- Records -
= = = =

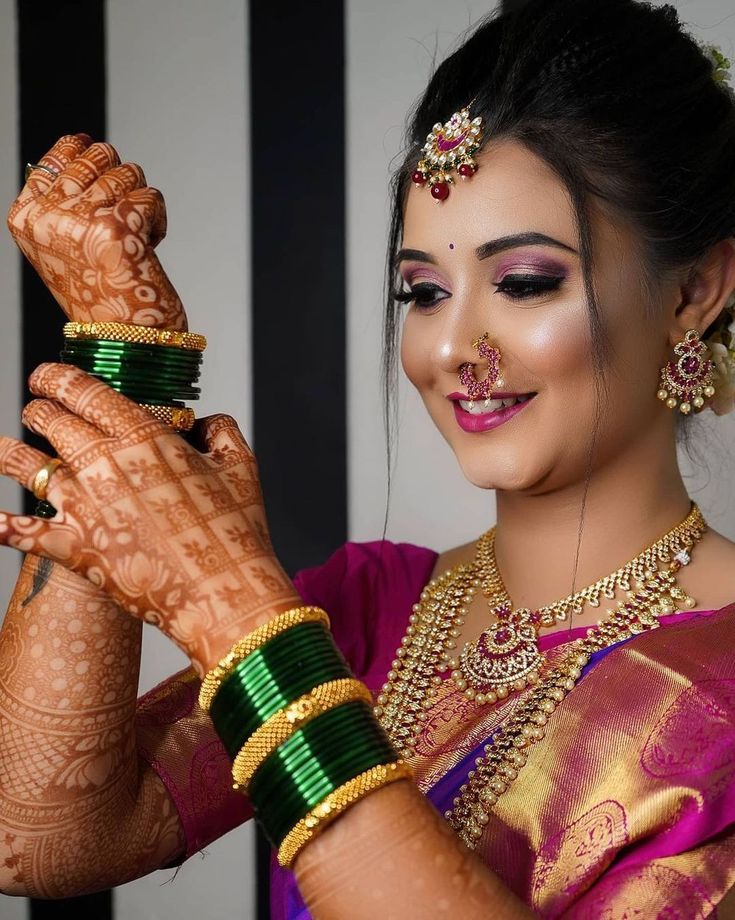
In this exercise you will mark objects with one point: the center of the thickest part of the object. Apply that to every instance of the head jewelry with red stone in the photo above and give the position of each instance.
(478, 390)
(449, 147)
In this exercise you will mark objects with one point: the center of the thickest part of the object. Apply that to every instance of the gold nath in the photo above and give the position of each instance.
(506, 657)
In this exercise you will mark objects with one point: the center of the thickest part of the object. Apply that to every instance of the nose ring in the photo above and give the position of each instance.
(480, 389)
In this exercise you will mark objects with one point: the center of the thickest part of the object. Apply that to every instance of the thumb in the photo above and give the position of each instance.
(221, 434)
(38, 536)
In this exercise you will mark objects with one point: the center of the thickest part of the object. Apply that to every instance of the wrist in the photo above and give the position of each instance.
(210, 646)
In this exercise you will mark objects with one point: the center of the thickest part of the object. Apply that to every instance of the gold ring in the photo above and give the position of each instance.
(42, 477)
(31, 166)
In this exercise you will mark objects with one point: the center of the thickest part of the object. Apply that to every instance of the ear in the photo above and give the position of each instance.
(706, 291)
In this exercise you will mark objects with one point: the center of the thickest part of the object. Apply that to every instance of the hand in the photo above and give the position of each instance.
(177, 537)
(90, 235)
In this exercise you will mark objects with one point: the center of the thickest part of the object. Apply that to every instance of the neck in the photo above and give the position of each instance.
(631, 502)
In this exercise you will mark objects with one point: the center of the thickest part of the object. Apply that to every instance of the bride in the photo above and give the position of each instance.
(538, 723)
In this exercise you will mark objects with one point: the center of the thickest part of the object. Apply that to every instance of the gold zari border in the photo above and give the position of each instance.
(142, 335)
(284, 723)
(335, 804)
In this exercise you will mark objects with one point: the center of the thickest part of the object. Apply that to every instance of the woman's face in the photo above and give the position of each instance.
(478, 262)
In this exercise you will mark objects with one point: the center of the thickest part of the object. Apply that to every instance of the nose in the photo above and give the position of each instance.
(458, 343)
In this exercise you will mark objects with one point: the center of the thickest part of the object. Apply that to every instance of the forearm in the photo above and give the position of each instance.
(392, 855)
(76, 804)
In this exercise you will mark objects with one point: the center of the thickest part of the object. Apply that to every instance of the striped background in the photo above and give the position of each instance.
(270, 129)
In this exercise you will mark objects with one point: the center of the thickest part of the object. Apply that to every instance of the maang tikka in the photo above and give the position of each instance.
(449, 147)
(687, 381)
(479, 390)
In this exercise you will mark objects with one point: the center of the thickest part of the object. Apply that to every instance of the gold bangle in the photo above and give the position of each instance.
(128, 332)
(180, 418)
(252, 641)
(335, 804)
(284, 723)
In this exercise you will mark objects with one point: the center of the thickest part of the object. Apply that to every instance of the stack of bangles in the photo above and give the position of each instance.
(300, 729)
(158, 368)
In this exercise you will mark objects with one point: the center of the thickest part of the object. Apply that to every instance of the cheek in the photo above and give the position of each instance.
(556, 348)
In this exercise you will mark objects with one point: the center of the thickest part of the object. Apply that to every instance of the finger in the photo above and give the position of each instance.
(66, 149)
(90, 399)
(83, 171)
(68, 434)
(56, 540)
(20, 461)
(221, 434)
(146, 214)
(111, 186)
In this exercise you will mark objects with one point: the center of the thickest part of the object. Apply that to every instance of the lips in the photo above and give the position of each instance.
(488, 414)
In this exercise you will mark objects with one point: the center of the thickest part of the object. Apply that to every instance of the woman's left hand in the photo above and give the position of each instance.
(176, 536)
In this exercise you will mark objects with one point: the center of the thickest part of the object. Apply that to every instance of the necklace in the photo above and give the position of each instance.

= = = =

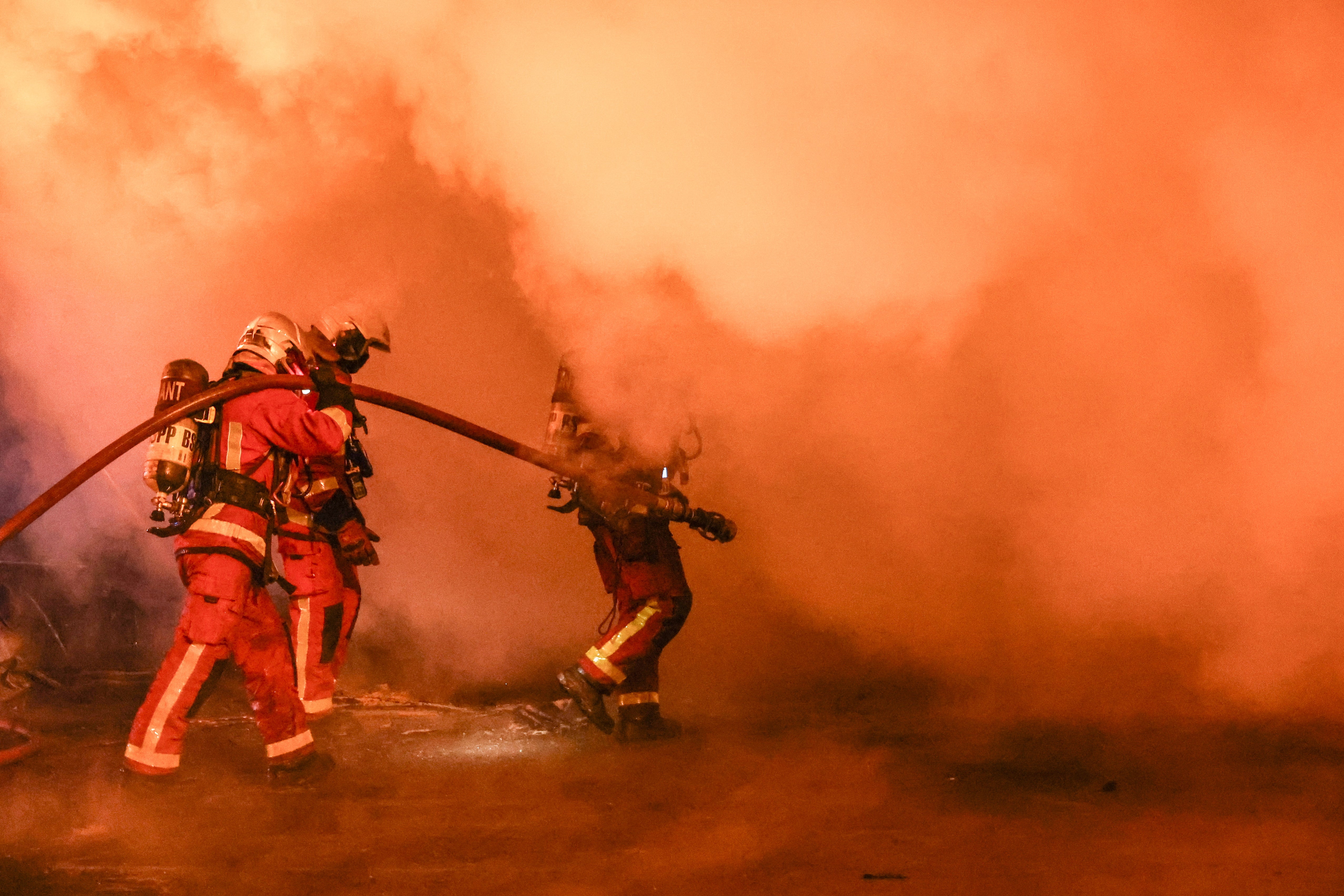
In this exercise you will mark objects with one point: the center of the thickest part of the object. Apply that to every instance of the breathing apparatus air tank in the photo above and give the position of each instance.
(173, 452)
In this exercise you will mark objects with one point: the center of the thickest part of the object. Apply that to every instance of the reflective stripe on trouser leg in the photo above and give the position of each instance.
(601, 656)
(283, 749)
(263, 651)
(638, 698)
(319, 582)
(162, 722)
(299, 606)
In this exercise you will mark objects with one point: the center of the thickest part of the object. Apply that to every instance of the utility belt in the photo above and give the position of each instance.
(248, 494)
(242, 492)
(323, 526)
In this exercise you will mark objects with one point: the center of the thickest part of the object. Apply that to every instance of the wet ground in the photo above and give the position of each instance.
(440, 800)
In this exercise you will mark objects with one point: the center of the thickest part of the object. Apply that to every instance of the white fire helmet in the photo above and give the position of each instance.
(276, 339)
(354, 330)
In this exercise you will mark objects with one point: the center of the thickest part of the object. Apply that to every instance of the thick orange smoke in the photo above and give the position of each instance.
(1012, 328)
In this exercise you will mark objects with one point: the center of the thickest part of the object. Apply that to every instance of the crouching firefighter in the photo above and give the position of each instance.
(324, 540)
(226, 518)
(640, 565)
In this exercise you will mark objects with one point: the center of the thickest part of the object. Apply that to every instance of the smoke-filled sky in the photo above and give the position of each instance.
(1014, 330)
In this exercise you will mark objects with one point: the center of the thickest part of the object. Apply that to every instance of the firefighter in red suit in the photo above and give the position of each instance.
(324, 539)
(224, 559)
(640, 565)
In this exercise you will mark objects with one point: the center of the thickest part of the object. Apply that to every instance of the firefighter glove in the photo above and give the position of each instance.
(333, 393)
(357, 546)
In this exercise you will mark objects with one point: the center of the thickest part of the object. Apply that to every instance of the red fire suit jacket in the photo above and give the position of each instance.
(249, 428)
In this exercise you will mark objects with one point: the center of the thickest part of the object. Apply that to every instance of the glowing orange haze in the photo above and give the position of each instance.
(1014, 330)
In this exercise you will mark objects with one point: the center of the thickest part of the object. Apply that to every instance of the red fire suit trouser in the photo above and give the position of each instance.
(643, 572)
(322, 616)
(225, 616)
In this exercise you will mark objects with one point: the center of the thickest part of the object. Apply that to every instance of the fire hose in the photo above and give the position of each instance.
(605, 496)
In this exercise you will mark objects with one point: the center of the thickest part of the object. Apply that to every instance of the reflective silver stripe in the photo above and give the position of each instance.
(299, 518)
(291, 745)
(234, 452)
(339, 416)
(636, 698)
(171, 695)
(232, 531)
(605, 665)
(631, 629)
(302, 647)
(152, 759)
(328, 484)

= = = =

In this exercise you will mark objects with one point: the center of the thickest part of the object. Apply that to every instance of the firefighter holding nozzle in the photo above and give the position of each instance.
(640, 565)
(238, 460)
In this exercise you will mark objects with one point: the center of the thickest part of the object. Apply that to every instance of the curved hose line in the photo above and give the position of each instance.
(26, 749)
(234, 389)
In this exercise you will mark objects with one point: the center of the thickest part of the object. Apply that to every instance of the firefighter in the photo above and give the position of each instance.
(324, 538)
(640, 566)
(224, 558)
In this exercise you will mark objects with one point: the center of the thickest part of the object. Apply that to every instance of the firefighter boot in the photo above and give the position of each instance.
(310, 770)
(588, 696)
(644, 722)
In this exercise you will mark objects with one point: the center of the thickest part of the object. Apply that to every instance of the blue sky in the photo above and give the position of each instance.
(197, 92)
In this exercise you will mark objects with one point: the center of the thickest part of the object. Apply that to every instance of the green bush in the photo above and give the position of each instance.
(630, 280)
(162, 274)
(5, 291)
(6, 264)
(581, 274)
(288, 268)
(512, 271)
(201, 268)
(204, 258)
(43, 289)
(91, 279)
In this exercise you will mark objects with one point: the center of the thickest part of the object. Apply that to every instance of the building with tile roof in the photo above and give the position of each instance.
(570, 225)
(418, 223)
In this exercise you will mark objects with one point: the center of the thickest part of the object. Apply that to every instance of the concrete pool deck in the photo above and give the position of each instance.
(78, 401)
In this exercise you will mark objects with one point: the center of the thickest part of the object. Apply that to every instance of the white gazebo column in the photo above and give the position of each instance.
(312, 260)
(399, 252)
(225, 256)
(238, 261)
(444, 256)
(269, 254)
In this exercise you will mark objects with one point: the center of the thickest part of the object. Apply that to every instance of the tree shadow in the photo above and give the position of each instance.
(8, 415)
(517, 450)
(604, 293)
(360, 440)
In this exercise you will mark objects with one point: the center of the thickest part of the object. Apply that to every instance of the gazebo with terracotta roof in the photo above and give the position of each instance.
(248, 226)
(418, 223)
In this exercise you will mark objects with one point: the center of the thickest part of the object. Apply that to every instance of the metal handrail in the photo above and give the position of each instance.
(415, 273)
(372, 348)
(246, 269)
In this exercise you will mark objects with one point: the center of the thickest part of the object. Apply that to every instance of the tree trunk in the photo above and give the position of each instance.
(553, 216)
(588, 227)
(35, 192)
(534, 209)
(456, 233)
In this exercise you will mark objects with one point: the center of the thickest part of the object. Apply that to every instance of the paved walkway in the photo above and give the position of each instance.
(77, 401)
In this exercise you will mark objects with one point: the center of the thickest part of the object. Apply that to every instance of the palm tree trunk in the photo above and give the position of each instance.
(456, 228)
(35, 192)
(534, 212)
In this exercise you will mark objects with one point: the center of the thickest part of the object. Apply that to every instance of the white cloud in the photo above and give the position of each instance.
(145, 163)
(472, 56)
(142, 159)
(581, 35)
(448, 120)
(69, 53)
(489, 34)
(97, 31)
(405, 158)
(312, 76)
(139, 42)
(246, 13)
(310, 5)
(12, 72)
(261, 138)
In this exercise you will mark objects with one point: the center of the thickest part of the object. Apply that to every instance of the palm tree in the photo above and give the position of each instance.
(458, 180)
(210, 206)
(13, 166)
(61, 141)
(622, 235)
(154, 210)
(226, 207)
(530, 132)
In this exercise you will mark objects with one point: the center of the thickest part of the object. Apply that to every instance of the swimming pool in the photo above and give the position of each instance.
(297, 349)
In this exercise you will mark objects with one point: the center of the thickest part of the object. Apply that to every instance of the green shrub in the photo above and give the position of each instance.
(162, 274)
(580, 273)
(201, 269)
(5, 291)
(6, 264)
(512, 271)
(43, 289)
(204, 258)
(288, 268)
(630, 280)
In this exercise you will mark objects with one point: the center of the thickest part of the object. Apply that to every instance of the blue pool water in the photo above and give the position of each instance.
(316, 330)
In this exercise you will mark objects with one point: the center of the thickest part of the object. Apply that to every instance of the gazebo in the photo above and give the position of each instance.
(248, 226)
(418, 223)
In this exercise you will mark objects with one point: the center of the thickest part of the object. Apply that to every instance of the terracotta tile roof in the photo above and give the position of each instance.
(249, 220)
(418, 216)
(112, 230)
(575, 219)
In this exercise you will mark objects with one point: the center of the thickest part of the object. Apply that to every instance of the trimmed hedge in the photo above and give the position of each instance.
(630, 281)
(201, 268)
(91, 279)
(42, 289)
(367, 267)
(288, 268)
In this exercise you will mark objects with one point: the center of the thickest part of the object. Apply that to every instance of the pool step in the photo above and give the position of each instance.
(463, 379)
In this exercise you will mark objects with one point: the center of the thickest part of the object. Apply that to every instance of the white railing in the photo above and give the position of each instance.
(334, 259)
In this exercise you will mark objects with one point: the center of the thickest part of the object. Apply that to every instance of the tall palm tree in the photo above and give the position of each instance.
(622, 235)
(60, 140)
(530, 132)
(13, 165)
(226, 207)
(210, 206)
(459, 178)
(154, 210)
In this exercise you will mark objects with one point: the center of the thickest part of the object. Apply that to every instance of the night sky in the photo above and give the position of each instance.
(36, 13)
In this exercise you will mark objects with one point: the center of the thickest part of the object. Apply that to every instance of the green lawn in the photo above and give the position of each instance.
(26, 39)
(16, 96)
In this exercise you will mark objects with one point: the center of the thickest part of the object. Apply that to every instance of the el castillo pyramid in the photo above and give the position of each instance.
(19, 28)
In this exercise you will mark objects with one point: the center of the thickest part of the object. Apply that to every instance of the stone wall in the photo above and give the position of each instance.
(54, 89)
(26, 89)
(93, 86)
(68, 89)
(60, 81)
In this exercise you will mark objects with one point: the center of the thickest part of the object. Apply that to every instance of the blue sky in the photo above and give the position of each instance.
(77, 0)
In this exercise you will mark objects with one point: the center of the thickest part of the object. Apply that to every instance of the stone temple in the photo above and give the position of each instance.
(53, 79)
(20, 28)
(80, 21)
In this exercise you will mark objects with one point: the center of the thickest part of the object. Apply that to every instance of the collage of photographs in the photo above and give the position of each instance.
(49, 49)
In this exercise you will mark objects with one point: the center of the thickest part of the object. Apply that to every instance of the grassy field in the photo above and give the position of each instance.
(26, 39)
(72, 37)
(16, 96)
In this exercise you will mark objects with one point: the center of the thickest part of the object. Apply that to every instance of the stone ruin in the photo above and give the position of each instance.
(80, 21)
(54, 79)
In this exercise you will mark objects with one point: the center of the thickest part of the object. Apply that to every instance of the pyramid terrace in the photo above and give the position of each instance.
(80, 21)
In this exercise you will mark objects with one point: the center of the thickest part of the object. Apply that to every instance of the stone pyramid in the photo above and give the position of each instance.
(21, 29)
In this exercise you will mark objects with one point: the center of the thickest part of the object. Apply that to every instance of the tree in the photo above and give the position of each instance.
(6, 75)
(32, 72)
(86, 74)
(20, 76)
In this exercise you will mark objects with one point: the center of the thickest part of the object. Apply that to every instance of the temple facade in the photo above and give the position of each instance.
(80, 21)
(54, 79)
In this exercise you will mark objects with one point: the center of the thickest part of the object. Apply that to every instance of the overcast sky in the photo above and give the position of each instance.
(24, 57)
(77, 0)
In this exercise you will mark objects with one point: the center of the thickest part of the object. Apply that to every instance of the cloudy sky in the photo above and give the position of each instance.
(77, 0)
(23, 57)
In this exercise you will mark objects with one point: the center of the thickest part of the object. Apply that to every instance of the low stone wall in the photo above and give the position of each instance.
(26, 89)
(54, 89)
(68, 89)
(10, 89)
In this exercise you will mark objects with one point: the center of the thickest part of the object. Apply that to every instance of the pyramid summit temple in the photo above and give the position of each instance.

= = = =

- What to do -
The required answer is the exact run of lines above starting at the line with "of the finger" and ending at the line with "of the necklace", with both ends present.

- Task solution -
In this exercise you will mark objects with one point: the center of the thickest part of the object. Apply that to every instance of the finger in the photo above and give the position of each instance.
(66, 149)
(90, 399)
(83, 171)
(68, 434)
(56, 540)
(20, 461)
(221, 434)
(146, 214)
(111, 186)
In this exercise you will mark objects with one point: the center of the thickest part of the object. Apply that to every instance of the lips in the photo above and give the position of each instance.
(488, 414)
In this exercise you will mark objects with one point: the center of the thickest part of the object. Apply that to every instance of the woman's left hand in the photo above and give the position of each instance.
(176, 536)
In this exercise you will mark objects with one point: the center of the thickest part of the object. Apply that to every instance of the necklace in the photo above and give the position of each instance.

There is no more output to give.